# DIRECTION 1:
Reproduce the part of the cluster recovery thread from "Surprisingly, the pvecm" to "1 pve2 (local)".

# SELECTED PASSAGE:
= = =

How to recover from HW failure on a 3 nodes cluster - VMs are hidden

francoisd

Renowned Member
Sep 10, 2009
55
6
73
Hi,

How should we recover from a lost node due to HW failure on a 3 nodes cluster ?
I can't see the VMs anymore, and have no direct way to restart them on remaining nodes.

1743104573788.png

Best guess is that I should remove the failing node from the cluster, but unfortunately cluster view do not really help:
1743104721824.png

Since the cluster do not seem to handle the situation, you should add a section "Recovery" in the default manual : https://pve/pve-docs/index.html

Surprisingly, the pvecm nodes do not display the node 1 while the web UI does
Code:
root@pve2:~# pvecm nodes

Membership information
----------------------
    Nodeid      Votes Name
         2          1 pve2 (local)
         3          1 pve3
We can however delete the hidden pve1
Code:
root@pve2:~# pvecm delnode pve1
Could not kill node (error = CS_ERR_NOT_EXIST)

= = =

[Dataset rows on where objects are located]
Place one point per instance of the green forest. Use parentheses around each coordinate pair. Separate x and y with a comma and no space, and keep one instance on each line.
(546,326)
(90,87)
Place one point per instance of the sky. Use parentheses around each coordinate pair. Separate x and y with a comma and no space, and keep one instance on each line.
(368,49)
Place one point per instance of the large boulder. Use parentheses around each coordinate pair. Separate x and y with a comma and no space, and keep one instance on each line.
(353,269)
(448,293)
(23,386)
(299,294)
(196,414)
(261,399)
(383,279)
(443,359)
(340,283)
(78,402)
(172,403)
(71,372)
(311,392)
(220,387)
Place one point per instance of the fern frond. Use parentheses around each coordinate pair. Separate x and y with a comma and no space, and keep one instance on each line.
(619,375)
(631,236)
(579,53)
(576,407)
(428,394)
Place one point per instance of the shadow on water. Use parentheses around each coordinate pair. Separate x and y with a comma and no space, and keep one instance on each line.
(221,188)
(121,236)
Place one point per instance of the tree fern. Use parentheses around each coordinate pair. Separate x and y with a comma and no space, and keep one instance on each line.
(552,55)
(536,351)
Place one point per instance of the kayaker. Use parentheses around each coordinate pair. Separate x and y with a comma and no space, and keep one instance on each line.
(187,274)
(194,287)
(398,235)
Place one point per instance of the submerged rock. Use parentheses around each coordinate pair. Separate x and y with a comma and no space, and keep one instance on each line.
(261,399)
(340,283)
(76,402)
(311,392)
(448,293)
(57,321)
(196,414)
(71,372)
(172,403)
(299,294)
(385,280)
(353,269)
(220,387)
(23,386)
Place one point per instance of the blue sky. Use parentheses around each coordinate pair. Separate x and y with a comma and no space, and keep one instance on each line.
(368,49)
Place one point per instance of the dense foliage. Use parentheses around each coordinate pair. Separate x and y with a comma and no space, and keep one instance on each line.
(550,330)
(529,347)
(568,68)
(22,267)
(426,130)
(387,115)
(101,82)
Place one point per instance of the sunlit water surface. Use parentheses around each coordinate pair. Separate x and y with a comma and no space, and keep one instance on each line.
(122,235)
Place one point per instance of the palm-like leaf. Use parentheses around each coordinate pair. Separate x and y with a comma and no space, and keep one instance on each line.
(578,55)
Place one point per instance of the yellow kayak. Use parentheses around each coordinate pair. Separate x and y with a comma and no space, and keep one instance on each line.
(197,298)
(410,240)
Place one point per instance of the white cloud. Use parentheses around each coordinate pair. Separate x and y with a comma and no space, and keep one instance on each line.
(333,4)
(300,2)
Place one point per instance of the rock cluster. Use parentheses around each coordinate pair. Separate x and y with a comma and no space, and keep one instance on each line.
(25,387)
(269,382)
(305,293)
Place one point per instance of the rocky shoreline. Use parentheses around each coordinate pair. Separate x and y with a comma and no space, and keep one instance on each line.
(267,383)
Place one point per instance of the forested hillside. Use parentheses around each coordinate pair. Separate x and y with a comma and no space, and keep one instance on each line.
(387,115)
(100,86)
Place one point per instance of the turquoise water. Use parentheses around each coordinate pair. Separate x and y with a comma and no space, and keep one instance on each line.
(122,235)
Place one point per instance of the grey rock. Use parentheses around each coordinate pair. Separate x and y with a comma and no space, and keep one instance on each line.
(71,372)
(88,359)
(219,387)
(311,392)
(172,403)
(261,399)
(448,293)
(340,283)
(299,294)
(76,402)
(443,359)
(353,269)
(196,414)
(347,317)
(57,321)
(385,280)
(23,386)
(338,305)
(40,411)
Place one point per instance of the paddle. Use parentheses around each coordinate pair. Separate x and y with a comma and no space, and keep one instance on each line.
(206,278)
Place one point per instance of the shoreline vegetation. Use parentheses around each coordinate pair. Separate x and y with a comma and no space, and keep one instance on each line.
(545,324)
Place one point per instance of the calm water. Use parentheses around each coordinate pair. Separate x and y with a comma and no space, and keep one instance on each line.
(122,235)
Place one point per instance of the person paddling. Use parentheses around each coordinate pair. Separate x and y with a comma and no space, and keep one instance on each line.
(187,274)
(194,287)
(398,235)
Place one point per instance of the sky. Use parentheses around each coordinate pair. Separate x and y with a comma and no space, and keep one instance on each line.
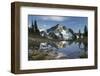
(46,21)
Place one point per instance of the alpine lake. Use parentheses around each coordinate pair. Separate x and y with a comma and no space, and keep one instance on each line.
(46,49)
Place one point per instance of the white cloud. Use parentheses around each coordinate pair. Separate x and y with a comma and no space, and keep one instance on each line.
(54,18)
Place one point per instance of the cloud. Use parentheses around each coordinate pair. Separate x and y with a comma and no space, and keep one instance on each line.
(54,18)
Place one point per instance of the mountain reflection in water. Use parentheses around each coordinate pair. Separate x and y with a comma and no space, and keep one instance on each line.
(57,50)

= = =

# DIRECTION 2:
Gather every line of the rows that contains the word "fern", matching case.

# EXERCISE ANSWER 1:
Surprisingly, the pvecm nodes do not display the node 1 while the web UI does
Code:
root@pve2:~# pvecm nodes

Membership information
----------------------
    Nodeid      Votes Name
         2          1 pve2 (local)

# EXERCISE ANSWER 2:
Place one point per instance of the fern frond. Use parentheses around each coordinate pair. Separate x and y with a comma and no space, and keep one instance on each line.
Place one point per instance of the tree fern. Use parentheses around each coordinate pair. Separate x and y with a comma and no space, and keep one instance on each line.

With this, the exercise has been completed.